Begin at the first line of the records below and, please, give each line again exactly until the line with "Isolate each church roof" is included.

[Referring expression grounding data]
- - - - -

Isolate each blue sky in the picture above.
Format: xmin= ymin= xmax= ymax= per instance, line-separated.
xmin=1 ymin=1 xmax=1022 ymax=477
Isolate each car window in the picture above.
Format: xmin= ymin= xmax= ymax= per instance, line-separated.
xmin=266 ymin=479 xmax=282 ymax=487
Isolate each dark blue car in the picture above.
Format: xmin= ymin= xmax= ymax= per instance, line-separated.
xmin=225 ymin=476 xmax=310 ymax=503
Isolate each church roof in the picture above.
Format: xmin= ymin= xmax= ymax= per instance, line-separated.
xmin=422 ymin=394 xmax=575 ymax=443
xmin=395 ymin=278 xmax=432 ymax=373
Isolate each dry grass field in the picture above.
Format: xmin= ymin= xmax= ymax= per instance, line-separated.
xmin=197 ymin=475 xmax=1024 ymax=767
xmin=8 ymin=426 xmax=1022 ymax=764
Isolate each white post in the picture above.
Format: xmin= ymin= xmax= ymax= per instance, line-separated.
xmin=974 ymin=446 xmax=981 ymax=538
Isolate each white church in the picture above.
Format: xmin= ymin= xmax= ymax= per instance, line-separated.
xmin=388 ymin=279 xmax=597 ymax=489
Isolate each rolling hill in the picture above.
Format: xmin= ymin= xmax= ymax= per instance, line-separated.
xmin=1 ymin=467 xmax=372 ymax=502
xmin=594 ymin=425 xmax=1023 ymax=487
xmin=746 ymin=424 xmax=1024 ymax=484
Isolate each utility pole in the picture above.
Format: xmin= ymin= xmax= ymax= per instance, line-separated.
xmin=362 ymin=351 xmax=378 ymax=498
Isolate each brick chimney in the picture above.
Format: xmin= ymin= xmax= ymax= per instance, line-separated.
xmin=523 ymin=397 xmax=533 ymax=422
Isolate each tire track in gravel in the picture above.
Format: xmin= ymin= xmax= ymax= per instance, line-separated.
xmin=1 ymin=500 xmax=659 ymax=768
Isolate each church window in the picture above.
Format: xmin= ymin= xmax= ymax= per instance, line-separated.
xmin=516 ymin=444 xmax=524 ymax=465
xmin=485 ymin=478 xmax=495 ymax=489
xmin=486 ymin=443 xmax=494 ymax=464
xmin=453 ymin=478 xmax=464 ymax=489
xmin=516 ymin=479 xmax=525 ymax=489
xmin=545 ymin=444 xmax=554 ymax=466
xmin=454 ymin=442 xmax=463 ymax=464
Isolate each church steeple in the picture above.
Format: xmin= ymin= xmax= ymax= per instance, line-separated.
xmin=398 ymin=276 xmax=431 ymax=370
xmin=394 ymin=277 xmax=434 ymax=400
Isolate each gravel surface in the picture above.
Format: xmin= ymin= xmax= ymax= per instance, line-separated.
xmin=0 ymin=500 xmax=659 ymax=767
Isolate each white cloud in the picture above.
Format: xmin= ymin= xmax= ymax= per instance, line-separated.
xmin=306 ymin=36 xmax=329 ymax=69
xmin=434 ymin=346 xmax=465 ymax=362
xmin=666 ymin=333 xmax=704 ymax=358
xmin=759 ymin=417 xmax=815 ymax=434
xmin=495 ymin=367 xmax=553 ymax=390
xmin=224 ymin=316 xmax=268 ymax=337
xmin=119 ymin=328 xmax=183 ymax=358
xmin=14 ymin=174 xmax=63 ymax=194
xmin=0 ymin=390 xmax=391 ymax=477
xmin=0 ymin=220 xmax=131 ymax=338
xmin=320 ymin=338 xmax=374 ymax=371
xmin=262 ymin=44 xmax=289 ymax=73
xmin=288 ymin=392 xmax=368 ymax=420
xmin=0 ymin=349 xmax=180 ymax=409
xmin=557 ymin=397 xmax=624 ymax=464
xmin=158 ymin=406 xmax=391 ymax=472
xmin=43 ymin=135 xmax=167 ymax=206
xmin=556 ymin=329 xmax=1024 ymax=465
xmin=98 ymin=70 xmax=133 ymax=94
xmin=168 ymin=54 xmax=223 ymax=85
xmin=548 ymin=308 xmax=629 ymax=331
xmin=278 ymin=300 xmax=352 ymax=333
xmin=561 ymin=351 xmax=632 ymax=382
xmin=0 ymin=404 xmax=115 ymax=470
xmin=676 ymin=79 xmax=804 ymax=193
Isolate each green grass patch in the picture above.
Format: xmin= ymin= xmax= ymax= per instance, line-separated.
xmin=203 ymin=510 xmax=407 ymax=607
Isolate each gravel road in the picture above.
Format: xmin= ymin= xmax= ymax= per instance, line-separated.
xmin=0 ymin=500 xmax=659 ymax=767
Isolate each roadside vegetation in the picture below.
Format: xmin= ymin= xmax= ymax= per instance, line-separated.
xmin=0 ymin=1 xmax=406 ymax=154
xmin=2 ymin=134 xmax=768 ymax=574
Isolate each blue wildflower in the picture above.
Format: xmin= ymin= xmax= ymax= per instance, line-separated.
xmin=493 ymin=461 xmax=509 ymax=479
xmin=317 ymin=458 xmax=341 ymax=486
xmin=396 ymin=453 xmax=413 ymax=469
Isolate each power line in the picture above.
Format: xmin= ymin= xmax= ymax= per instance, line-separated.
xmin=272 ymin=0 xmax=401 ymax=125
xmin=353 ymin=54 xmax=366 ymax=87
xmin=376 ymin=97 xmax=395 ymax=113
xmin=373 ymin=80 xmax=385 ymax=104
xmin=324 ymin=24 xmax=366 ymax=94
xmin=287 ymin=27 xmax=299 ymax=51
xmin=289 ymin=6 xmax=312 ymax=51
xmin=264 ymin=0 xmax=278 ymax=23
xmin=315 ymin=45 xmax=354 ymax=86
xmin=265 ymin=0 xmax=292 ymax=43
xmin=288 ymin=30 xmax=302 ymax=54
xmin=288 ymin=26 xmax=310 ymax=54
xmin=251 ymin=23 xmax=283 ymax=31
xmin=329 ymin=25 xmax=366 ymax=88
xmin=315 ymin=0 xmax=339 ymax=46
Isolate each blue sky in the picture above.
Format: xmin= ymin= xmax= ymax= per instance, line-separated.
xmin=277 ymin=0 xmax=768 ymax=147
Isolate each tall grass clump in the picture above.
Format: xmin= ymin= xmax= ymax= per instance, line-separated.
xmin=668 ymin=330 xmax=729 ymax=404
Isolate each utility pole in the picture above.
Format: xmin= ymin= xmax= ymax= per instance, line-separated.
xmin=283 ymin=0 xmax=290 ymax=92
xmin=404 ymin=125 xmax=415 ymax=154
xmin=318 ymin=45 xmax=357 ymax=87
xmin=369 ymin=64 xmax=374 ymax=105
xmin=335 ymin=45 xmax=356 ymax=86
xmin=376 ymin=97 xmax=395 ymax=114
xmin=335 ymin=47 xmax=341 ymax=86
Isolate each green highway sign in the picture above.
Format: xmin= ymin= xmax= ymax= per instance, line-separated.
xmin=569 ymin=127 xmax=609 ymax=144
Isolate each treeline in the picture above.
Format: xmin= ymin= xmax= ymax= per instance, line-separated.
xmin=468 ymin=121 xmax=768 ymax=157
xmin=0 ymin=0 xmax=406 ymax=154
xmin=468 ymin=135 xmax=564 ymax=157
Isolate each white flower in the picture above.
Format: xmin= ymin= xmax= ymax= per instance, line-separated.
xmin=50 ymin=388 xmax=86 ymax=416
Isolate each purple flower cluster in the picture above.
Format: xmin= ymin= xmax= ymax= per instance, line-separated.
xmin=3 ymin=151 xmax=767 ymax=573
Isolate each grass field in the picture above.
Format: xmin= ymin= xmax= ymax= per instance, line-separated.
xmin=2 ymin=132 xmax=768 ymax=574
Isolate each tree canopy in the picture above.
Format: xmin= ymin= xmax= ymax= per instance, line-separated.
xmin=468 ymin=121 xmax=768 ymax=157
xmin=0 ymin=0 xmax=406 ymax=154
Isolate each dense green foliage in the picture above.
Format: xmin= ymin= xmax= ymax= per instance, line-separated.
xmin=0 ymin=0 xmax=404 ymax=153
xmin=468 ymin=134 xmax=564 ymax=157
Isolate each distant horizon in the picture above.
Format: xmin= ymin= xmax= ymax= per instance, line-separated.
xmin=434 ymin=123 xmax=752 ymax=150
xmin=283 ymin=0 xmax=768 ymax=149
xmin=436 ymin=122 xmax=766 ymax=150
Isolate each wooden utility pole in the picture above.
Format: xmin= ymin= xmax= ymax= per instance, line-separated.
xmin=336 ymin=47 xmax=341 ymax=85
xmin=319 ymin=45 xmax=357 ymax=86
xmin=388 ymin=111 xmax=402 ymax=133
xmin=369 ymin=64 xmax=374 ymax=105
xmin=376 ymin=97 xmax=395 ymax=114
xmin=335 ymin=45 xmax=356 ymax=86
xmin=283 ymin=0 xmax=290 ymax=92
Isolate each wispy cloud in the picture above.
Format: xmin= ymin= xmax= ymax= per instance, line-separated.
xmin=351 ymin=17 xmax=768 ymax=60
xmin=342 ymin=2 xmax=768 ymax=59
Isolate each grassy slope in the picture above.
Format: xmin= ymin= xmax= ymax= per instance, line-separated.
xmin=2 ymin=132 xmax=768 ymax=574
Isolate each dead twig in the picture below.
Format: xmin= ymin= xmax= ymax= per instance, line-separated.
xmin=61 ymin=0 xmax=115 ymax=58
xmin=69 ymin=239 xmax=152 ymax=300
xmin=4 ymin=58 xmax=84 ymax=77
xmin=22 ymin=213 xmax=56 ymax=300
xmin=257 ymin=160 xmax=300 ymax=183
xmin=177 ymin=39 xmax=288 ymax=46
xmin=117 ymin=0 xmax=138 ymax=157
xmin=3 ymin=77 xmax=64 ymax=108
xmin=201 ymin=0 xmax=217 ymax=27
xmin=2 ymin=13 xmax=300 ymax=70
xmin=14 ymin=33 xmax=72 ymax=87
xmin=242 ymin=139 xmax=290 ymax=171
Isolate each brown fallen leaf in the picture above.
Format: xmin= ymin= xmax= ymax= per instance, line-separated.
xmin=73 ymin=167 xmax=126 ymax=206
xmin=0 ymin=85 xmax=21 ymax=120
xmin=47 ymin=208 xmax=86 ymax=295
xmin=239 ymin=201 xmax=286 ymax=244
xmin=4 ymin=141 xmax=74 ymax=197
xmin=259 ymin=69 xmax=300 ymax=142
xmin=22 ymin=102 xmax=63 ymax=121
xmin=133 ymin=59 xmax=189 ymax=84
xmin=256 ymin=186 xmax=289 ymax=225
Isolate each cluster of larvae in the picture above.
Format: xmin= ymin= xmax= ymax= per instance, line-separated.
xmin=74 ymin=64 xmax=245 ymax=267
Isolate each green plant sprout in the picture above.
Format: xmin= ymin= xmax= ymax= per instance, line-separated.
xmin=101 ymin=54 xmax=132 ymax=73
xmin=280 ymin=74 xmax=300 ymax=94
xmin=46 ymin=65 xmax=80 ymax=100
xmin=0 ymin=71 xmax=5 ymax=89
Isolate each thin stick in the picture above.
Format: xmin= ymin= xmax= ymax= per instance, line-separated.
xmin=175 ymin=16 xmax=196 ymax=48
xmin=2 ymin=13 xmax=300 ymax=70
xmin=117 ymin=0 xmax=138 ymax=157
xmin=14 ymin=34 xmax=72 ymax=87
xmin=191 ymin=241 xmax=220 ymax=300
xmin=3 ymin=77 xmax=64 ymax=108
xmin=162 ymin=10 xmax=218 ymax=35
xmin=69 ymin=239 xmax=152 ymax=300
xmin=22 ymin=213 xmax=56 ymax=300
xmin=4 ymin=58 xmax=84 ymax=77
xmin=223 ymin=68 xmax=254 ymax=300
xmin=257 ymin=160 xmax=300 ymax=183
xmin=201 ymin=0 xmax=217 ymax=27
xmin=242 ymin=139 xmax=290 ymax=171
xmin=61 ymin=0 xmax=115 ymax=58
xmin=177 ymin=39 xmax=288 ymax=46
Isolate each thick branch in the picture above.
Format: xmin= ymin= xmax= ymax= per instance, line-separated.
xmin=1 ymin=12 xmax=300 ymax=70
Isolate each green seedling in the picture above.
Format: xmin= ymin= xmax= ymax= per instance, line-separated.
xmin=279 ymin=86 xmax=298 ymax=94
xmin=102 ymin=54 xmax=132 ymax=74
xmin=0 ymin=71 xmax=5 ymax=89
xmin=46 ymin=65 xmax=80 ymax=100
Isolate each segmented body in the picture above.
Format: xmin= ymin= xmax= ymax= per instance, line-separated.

- - - - -

*Solved exercise:*
Isolate each blue sky in the picture above.
Format: xmin= ymin= xmax= ymax= per instance, line-separated.
xmin=1 ymin=1 xmax=1022 ymax=477
Isolate each car window in the picture above.
Format: xmin= ymin= xmax= ymax= per instance, line-separated.
xmin=266 ymin=479 xmax=282 ymax=487
Isolate each dark blue car in the picture above.
Format: xmin= ymin= xmax= ymax= per instance, line-separated.
xmin=225 ymin=476 xmax=310 ymax=503
Isolate each church roof in the picture above.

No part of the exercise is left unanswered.